_Task to complete_: Please write out every line of the items below as a numbered list, leaving out any blank lines.

━━━━━━

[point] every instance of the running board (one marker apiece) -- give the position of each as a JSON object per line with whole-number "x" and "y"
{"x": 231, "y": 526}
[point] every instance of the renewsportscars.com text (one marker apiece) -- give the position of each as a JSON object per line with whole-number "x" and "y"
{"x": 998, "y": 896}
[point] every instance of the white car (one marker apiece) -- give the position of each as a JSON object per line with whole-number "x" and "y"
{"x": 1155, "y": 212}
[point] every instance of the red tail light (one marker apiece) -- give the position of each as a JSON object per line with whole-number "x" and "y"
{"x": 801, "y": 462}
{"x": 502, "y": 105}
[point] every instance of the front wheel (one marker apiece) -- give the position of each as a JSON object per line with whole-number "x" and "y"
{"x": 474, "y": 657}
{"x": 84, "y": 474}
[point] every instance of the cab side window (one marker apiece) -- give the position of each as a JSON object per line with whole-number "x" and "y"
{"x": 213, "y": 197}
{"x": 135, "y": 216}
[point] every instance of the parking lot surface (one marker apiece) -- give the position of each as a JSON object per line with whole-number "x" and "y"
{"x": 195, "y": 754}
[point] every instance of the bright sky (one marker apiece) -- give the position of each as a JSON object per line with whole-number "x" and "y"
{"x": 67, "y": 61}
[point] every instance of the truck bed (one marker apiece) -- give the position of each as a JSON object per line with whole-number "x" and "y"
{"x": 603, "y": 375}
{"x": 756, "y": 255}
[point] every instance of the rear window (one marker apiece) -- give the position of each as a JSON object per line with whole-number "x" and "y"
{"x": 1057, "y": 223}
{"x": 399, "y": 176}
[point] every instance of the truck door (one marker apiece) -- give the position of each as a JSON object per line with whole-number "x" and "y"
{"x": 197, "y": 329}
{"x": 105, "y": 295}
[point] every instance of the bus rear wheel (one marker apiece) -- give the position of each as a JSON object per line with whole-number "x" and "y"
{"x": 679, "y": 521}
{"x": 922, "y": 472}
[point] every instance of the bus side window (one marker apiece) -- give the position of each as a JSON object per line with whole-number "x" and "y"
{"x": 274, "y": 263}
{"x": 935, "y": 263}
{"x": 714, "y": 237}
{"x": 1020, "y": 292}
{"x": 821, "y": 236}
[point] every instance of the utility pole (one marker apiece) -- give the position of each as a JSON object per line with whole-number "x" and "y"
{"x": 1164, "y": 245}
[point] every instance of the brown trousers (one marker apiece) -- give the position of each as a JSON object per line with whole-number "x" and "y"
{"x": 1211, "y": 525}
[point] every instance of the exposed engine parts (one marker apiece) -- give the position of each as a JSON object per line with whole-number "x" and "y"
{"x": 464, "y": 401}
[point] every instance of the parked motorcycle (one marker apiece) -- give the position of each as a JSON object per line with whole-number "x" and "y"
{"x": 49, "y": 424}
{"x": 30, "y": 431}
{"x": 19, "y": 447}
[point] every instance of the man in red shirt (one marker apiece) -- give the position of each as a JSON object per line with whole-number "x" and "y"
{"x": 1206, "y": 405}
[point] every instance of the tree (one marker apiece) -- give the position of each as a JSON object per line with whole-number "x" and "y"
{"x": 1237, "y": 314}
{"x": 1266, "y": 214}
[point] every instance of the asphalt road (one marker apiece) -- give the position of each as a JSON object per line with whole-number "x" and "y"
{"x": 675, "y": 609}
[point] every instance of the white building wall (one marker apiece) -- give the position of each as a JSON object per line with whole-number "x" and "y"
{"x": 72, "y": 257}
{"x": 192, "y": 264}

━━━━━━

_Worked solution_:
1. [point] every instance of the running board (one marker apiece) -- give the position of each as a JSON object per line with whole-number "x" and "y"
2. {"x": 231, "y": 526}
3. [point] every instance of the renewsportscars.com text (one marker apiece) -- give the position of each as a JSON object per line with whole-number "x" and "y"
4. {"x": 998, "y": 896}
5. [point] every instance of the white car (one marker apiece) -- give the position of each as a JSON object per line with whole-number "x" and "y"
6. {"x": 1155, "y": 212}
7. [point] every instance of the red tail light (one marker apiece) -- give the position of each as a JSON object per line with whole-number "x" and "y"
8. {"x": 801, "y": 462}
9. {"x": 502, "y": 105}
10. [point] every instance of the front wheel (one marker apiece) -- give the position of each as a JSON object per line with whole-number "x" and "y"
11. {"x": 474, "y": 657}
12. {"x": 84, "y": 474}
13. [point] every instance of the cab side window (one marker apiece) -- give the position of each as a JSON object per line with whole-number "x" and "y"
14. {"x": 213, "y": 197}
15. {"x": 135, "y": 216}
16. [point] every instance of the parking lot surface (one marker apiece) -- give the position of each as a JSON object per line with whole-number "x" and "y"
17. {"x": 195, "y": 754}
18. [point] every instance of the bright sky (one marker apiece) -- give the position of each as a JSON object per line with whole-number "x" and "y"
19. {"x": 67, "y": 61}
20. [point] every instance of the truck bed (one marker apiece) -- give the position of each as a JSON object per line with whole-number "x" and "y"
21. {"x": 603, "y": 375}
22. {"x": 756, "y": 255}
23. [point] every instance of the rear window (one marker apiece) -- give the position of each as a JSON object per line with whole-number "x" and "y"
24. {"x": 1057, "y": 223}
25. {"x": 399, "y": 176}
26. [point] every instance of the truck door (one marker apiece) -- give the position of each as a JSON object per line with whole-number "x" and "y"
27. {"x": 197, "y": 329}
28. {"x": 105, "y": 295}
29. [point] every instance of the bus rear wheel (one marker apiece) -- give the position of each as a JSON object per line with whole-number "x" and "y"
30. {"x": 679, "y": 521}
31. {"x": 922, "y": 472}
32. [point] every instance of the bus side window (one marker apiece) -- give the position of each as a JSON object per line with whole-number "x" and "y"
33. {"x": 274, "y": 263}
34. {"x": 935, "y": 263}
35. {"x": 714, "y": 237}
36. {"x": 1020, "y": 292}
37. {"x": 821, "y": 236}
38. [point] every instance of the utility pole (one marker apiece) -- give the position of each as a JSON object per line with whole-number "x" and "y"
39. {"x": 1164, "y": 245}
40. [point] every instance of the brown trousers (one marker apiece) -- give the position of each as a JSON object per line with whole-number "x" and "y"
41. {"x": 1211, "y": 525}
42. [point] every instance of the exposed engine parts (one marker apiece) -- give the position of each as a JSON object per line with whole-number "x" and "y"
43. {"x": 464, "y": 401}
44. [point] every instance of the parked motorcycle (one marker apiece) -- give the position of each as a JSON object per line with whole-number "x" and "y"
45. {"x": 49, "y": 424}
46. {"x": 30, "y": 431}
47. {"x": 19, "y": 447}
48. [point] every instance of the man in red shirt (one marker apiece) -- give the position of each as a JSON object per line with whole-number "x" and "y"
49. {"x": 1206, "y": 405}
50. [point] every instance of the tree (one marker apiece) -- give the position of each as a JSON object per line with whole-number "x" and "y"
51. {"x": 1237, "y": 314}
52. {"x": 1266, "y": 214}
53. [point] every instance of the asphalt road (one marker apiece) -- give the position of each as a JSON object per line with whole-number "x" and "y"
54. {"x": 675, "y": 609}
55. [point] every instance of the white building wall (one marker apiece) -- give the position of each as a JSON object per line with whole-number "x" and "y"
56. {"x": 72, "y": 257}
57. {"x": 192, "y": 264}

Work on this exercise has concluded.